* Referring expression data *

BEGIN

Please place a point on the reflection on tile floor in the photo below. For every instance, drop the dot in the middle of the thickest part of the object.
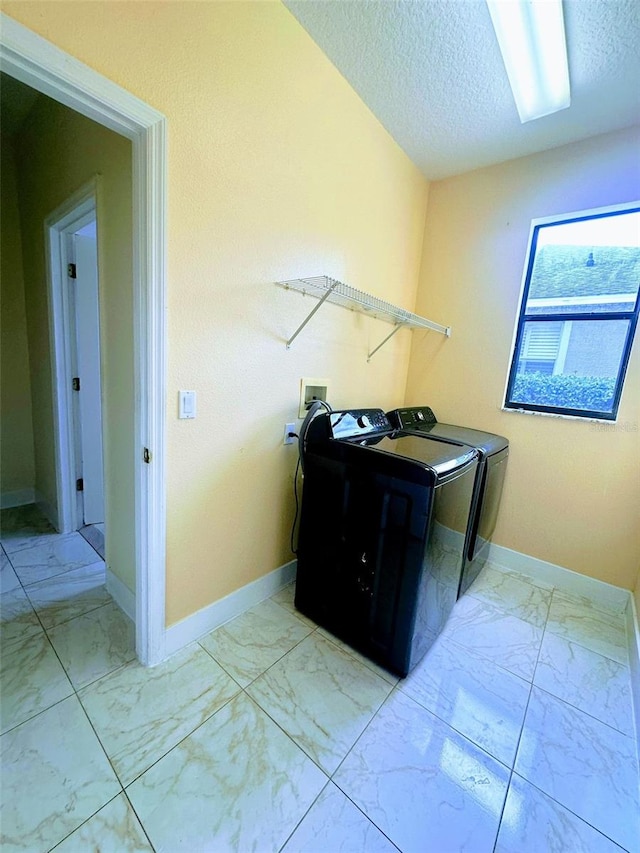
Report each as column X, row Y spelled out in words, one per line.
column 513, row 735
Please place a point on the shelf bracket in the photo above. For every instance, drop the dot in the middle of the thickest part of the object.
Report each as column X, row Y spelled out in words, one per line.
column 382, row 343
column 330, row 290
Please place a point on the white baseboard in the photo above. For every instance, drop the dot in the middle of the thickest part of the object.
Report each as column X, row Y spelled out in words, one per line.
column 633, row 637
column 47, row 509
column 605, row 595
column 122, row 595
column 206, row 620
column 18, row 497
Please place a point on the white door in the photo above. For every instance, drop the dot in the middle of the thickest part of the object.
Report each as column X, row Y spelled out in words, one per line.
column 88, row 407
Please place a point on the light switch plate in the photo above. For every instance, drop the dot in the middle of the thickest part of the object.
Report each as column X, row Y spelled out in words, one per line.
column 187, row 404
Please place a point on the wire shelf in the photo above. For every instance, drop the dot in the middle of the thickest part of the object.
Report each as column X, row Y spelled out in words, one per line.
column 327, row 289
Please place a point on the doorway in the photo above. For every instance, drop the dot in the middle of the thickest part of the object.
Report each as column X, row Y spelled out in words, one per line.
column 75, row 303
column 48, row 69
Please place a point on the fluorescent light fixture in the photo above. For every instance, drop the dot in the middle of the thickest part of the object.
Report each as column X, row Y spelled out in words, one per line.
column 532, row 41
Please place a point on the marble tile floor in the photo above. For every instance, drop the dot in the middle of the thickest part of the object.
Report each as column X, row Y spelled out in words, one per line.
column 514, row 734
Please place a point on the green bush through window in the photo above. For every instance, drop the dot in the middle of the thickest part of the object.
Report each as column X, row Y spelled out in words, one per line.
column 578, row 314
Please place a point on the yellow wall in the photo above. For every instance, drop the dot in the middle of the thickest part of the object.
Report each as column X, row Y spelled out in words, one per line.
column 58, row 152
column 572, row 495
column 17, row 471
column 276, row 170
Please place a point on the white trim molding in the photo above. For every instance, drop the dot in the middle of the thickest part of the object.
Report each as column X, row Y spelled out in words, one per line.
column 121, row 594
column 18, row 497
column 206, row 620
column 43, row 66
column 607, row 596
column 633, row 638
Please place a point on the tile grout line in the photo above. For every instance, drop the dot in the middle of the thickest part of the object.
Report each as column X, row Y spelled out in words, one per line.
column 528, row 781
column 524, row 719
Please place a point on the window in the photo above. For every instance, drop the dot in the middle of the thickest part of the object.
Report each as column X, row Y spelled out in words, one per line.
column 578, row 314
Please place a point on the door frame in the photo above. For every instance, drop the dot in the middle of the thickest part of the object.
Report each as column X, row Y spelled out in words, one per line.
column 48, row 69
column 64, row 220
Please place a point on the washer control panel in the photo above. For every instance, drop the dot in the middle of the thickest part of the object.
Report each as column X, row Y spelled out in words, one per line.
column 358, row 423
column 417, row 416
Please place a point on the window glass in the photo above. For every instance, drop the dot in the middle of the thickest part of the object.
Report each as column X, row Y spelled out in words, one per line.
column 578, row 315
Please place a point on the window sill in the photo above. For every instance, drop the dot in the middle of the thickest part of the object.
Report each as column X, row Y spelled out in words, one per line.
column 603, row 425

END

* EXERCISE PROMPT *
Return the records verbatim, minus pictures.

* REPLY *
Please place a point on the reflection on tile floor in the photo below. For every instance, drop the dot in the middle of the thickest part of the object.
Report each as column X, row Y spelled out in words, one per line.
column 513, row 735
Please place a point on the shelf bracket in the photo above. For every instance, drop the dot in the middle of the thickest part of the object.
Report each as column X, row Y spelled out in words, one per line.
column 382, row 343
column 330, row 290
Please place a point on the white baseboard in the photo above. For every instance, drop the dot in the middle of the thickest part of the object.
Report each as column X, row Y spelled out in words, one per line.
column 633, row 637
column 47, row 509
column 605, row 595
column 122, row 595
column 206, row 620
column 18, row 497
Please place a point on the white door in the photo above. For every instance, drop the dot in the middle of the thickest part of the object.
Report each as column X, row Y spelled out in words, one per line.
column 88, row 407
Please place a point on the light switch plate in the photo above. For every instance, drop the dot in the middle of the thickest part of the object.
Report each as column X, row Y spelled out in words, one per line.
column 187, row 404
Please place a point on the wire shelf in the photo above. For every instance, drop the dot in the middle of the thickest part of the object.
Report each as column X, row Y spelled out in words, one per line.
column 327, row 289
Please place a point on the doorway in the photo above. For every instance, drop the dot in the middle of the thickest part of the object.
Report each as column X, row Y spelled out in words, one per line.
column 75, row 303
column 48, row 69
Please place a point on the fluorescent light fixture in the photo above. For every instance, drop the dot in the middle of the thickest part of the object.
Report each as column X, row Y spelled out in words, one per line.
column 532, row 41
Please place a point on the marble tile floor in the photo above. For every instance, drop the dot in the middle of the thickest part of the object.
Report each as column X, row Y spelled out in words, one per line.
column 514, row 734
Please place a point on the green bush through window in the photo above. For every instance, drop the dot in the middle of the thickest part of the object.
Report each as column X, row Y spelled out in words, one per line.
column 578, row 314
Please place a point on the yellow wall in the photo above. For every instance, drop the dot in the middle of the thickest part of the object.
Report each as column X, row Y spelled out in words, one per line.
column 58, row 152
column 572, row 495
column 17, row 471
column 276, row 170
Please place a point on the white trim molding in the photo above. For every instance, drop the dot in the middle of the thickest part of the object.
Report each as column X, row Y spelled out in words, one per line.
column 121, row 594
column 18, row 497
column 206, row 620
column 43, row 66
column 607, row 596
column 633, row 638
Please place a point on the tile grout line in the photo above. For every instance, drop the dot in the middle of the thickest part of the object.
Report each as column X, row Y spelled out in words, one per line.
column 528, row 781
column 524, row 719
Please place a point on the window in the photo above. For every instance, drop the dot in the middle of the thickest part of the object.
Report each as column X, row Y spelled out in words, one per line.
column 578, row 314
Please place a point on the door frame in the photo above. For every instance, drop the dot in the middle of the thickest part of the object.
Report each as column X, row Y spelled out in words, one per line.
column 48, row 69
column 64, row 220
Please place a point on the washer control panel in the photo above. For every instance, drop the dot in the middle of the thickest part of the object.
Report each as column X, row Y spelled out in words, one per line.
column 358, row 423
column 417, row 416
Please place a point on the window glass in the photo above. For every instance, drop the dot in the middle of the thickest part of the object.
Report each as column X, row Y spelled out in words, one per line.
column 578, row 315
Please place a point on the window sill in the photo above. For every instance, drop the dot in the middle of the thickest part of the object.
Report each as column X, row Y spelled out in words, one per line.
column 603, row 425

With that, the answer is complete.